**Try it:** What is needed is an exact copy of the data below, pictures excluded.

**Image-grounded pointing data:**
* * *
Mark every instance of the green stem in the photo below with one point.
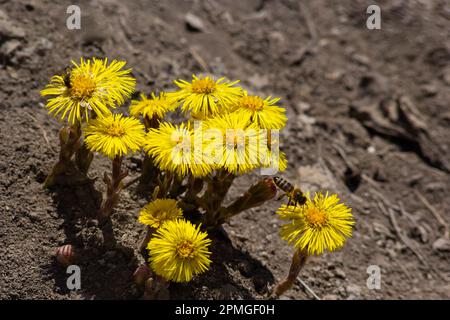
(113, 187)
(69, 138)
(298, 262)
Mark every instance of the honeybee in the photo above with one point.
(294, 194)
(66, 78)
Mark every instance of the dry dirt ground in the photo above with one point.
(368, 115)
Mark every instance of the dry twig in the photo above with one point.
(436, 213)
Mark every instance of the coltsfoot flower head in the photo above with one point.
(205, 97)
(179, 250)
(160, 211)
(236, 144)
(91, 85)
(172, 148)
(263, 112)
(115, 135)
(153, 106)
(320, 224)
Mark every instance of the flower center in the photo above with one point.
(185, 249)
(254, 103)
(82, 86)
(234, 139)
(116, 130)
(206, 85)
(315, 217)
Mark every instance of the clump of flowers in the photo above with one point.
(179, 250)
(188, 166)
(114, 137)
(84, 91)
(320, 224)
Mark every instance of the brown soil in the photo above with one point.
(345, 88)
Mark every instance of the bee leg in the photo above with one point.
(281, 196)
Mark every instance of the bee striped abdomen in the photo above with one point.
(283, 184)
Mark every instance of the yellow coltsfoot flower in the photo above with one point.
(320, 224)
(91, 85)
(114, 136)
(179, 251)
(160, 211)
(172, 148)
(205, 97)
(234, 142)
(263, 112)
(153, 106)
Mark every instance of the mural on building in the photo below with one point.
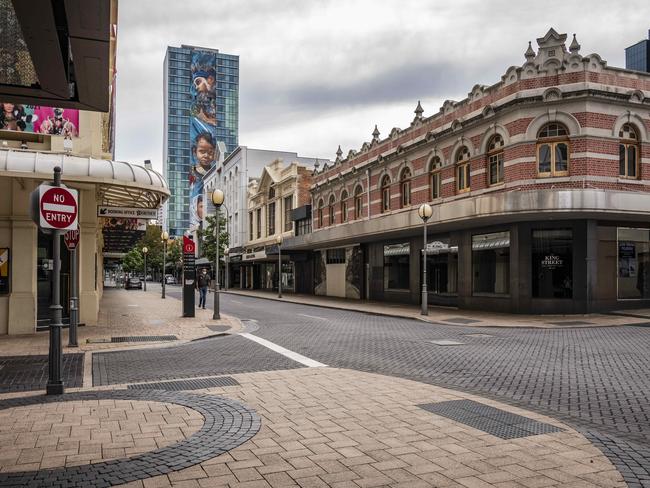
(39, 120)
(203, 125)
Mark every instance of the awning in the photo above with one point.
(119, 183)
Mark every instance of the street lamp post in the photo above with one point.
(217, 201)
(279, 241)
(164, 236)
(145, 250)
(425, 211)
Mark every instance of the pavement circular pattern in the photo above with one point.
(227, 424)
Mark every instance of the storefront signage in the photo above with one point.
(552, 261)
(4, 270)
(126, 212)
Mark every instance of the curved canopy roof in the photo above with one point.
(119, 183)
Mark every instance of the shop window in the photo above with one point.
(358, 202)
(633, 263)
(442, 267)
(335, 256)
(405, 187)
(385, 193)
(491, 263)
(270, 219)
(495, 160)
(628, 162)
(553, 151)
(462, 170)
(344, 206)
(435, 178)
(552, 259)
(397, 266)
(288, 207)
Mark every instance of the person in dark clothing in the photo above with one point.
(202, 284)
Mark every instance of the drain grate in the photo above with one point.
(460, 320)
(143, 338)
(194, 384)
(494, 421)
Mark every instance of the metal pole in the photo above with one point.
(216, 315)
(74, 301)
(55, 360)
(279, 270)
(164, 269)
(425, 295)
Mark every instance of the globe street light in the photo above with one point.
(279, 241)
(425, 211)
(145, 250)
(164, 237)
(217, 201)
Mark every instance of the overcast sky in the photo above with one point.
(316, 73)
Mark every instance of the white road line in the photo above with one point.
(299, 358)
(312, 316)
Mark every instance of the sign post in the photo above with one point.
(71, 239)
(54, 209)
(189, 276)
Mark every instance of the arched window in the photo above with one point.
(495, 159)
(435, 179)
(358, 202)
(344, 206)
(405, 187)
(385, 193)
(553, 150)
(321, 204)
(628, 152)
(462, 170)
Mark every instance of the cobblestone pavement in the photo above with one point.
(595, 379)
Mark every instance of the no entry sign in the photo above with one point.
(57, 207)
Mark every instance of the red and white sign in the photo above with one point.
(71, 239)
(58, 207)
(188, 245)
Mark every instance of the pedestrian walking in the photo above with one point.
(202, 284)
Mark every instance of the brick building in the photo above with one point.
(540, 188)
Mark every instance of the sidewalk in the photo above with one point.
(452, 316)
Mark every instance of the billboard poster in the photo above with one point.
(39, 120)
(203, 125)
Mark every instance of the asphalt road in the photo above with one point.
(595, 379)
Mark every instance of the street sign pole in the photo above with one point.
(55, 359)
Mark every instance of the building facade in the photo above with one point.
(540, 188)
(637, 56)
(232, 177)
(271, 200)
(201, 116)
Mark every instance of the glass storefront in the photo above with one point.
(552, 260)
(396, 266)
(633, 247)
(442, 267)
(491, 263)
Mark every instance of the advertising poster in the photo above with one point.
(39, 120)
(4, 270)
(203, 124)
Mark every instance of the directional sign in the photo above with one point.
(58, 207)
(71, 239)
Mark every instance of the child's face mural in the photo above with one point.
(205, 153)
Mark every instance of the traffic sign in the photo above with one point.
(71, 239)
(58, 207)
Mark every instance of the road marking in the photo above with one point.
(299, 358)
(312, 316)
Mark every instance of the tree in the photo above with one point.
(208, 240)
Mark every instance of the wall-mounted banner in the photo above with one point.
(127, 212)
(39, 120)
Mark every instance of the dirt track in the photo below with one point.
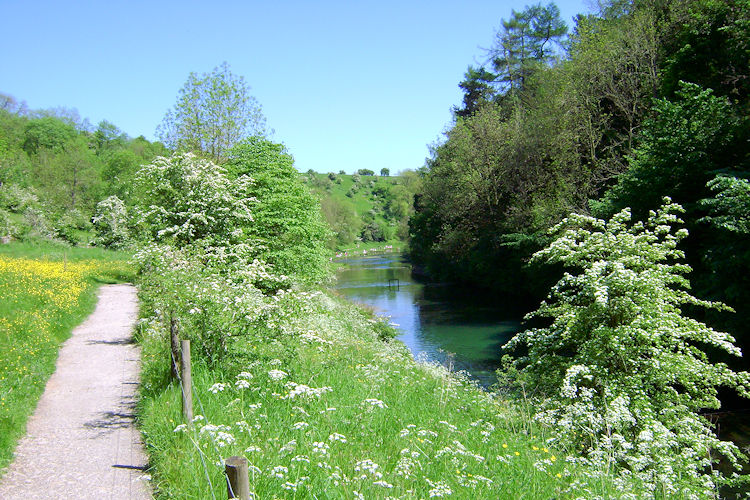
* * *
**Response for this exercise:**
Mark every instance of the green stem in the photo below with one point.
(113, 187)
(69, 138)
(298, 262)
Mark every instance of the honeybee in the photo above with one point.
(294, 194)
(66, 78)
Mark every instance of the dry dirt ground in the photo above with one point.
(368, 115)
Mark every instance of the dry twig in the photo above with one point.
(436, 213)
Mark every instance of the coltsfoot flower head in the photo above with one point.
(205, 97)
(179, 250)
(160, 211)
(236, 144)
(91, 85)
(172, 148)
(263, 112)
(115, 135)
(153, 106)
(320, 224)
Mark every instance of the flower center in the photo above with one point.
(185, 249)
(254, 103)
(82, 86)
(234, 139)
(116, 130)
(206, 85)
(315, 217)
Mark every instance of the clump of flowers in the photo above with one point.
(179, 250)
(188, 166)
(114, 137)
(84, 91)
(320, 224)
Mark every instance of the brown soil in the photo above with one point.
(345, 88)
Mark every instance of the bee leg in the photo above with one point.
(281, 196)
Mark every instance of the bee striped abdomen in the photo above with one point.
(283, 184)
Mark every instance of the yellow coltsfoot flower in the photo above with one point.
(320, 224)
(91, 85)
(114, 136)
(179, 251)
(160, 211)
(172, 148)
(205, 97)
(234, 142)
(263, 112)
(153, 106)
Mark every instance of the mural on building in the photo below with one point.
(39, 120)
(203, 125)
Mark every instance of the awning in the photo above with one point.
(119, 183)
Mark every instance of the street lamp post in the photo above with one point.
(217, 201)
(279, 241)
(164, 236)
(145, 250)
(425, 211)
Mark every instance of the pavement circular pattern in the photo above with one point.
(227, 424)
Mark every instance of the storefront signage in the photo above with one point.
(552, 261)
(4, 270)
(126, 212)
Mark every instance of the curved canopy roof in the photo above with one point.
(119, 183)
Mark every instance of the shop window in the photo above with one point.
(358, 202)
(633, 263)
(442, 267)
(335, 256)
(405, 187)
(385, 193)
(491, 263)
(270, 219)
(495, 160)
(628, 162)
(553, 151)
(462, 170)
(344, 206)
(435, 178)
(552, 259)
(397, 266)
(288, 207)
Mark every instance of the person in dark clothing in the photo above with one point.
(202, 284)
Mark every instance of the drain grate in the photo above with one point.
(460, 320)
(143, 338)
(194, 384)
(494, 421)
Mark every instance of the metal pole in the photo above with one point.
(216, 315)
(74, 301)
(55, 360)
(279, 270)
(164, 269)
(425, 295)
Mark every instance of the globe street light in the photo above with one point.
(279, 241)
(425, 211)
(145, 250)
(164, 237)
(217, 201)
Mark every instance of the overcast sky in the photo above with one point.
(316, 73)
Mark every instance of the white road line in the photo above with one point.
(299, 358)
(312, 316)
Mark every instance of the sign post in the photo above with one point.
(71, 239)
(54, 209)
(189, 276)
Mark every instance of the arched window in the photo above with one point.
(495, 159)
(435, 179)
(358, 202)
(344, 206)
(405, 187)
(385, 193)
(553, 150)
(321, 204)
(628, 152)
(462, 170)
Mark every instance of the cobblestone pavement in the photo above with one point.
(595, 379)
Mark every instance of the no entry sign in the photo above with one point.
(57, 207)
Mark every instance of the red and white sign in the photo above with one point.
(71, 239)
(58, 207)
(188, 245)
Mark every instance of the pedestrian walking in the photo above with one point.
(202, 284)
Mark every instance of the brick building in the photo above with one point.
(540, 188)
Mark every instance of the sidewalk in the photo above with one point.
(452, 316)
Mark every instance of the billboard poster in the photo above with one point.
(39, 120)
(203, 125)
Mark every instance of the asphalt road in the photo above with one point.
(595, 379)
Mark every instance of the street sign pole in the photo above with one point.
(55, 359)
Mark every instance of the building facade in the photo above with one point.
(540, 188)
(637, 56)
(232, 177)
(271, 200)
(201, 116)
Mark every instance of the glass storefront in the photo above with one point.
(552, 260)
(396, 266)
(633, 247)
(442, 267)
(491, 263)
Mark every instance of the advertising poster in the photo above with one point.
(39, 120)
(4, 270)
(203, 124)
Mark every instance of the directional sign in the photo above with one point.
(58, 207)
(71, 239)
Mark every instance of the child's face mural in the photo above with one point.
(205, 153)
Mark every instance of the traffic sign in the photo above with one point.
(71, 239)
(58, 207)
Mark every instance of the road marking in the photo above with one point.
(299, 358)
(312, 316)
Mark every instance of the tree in the photo above with one point.
(208, 240)
Mark every instance of the wall-mounted banner in the photo above with one point.
(127, 212)
(39, 120)
Mark every instance of the dirt track in the photo below with one point.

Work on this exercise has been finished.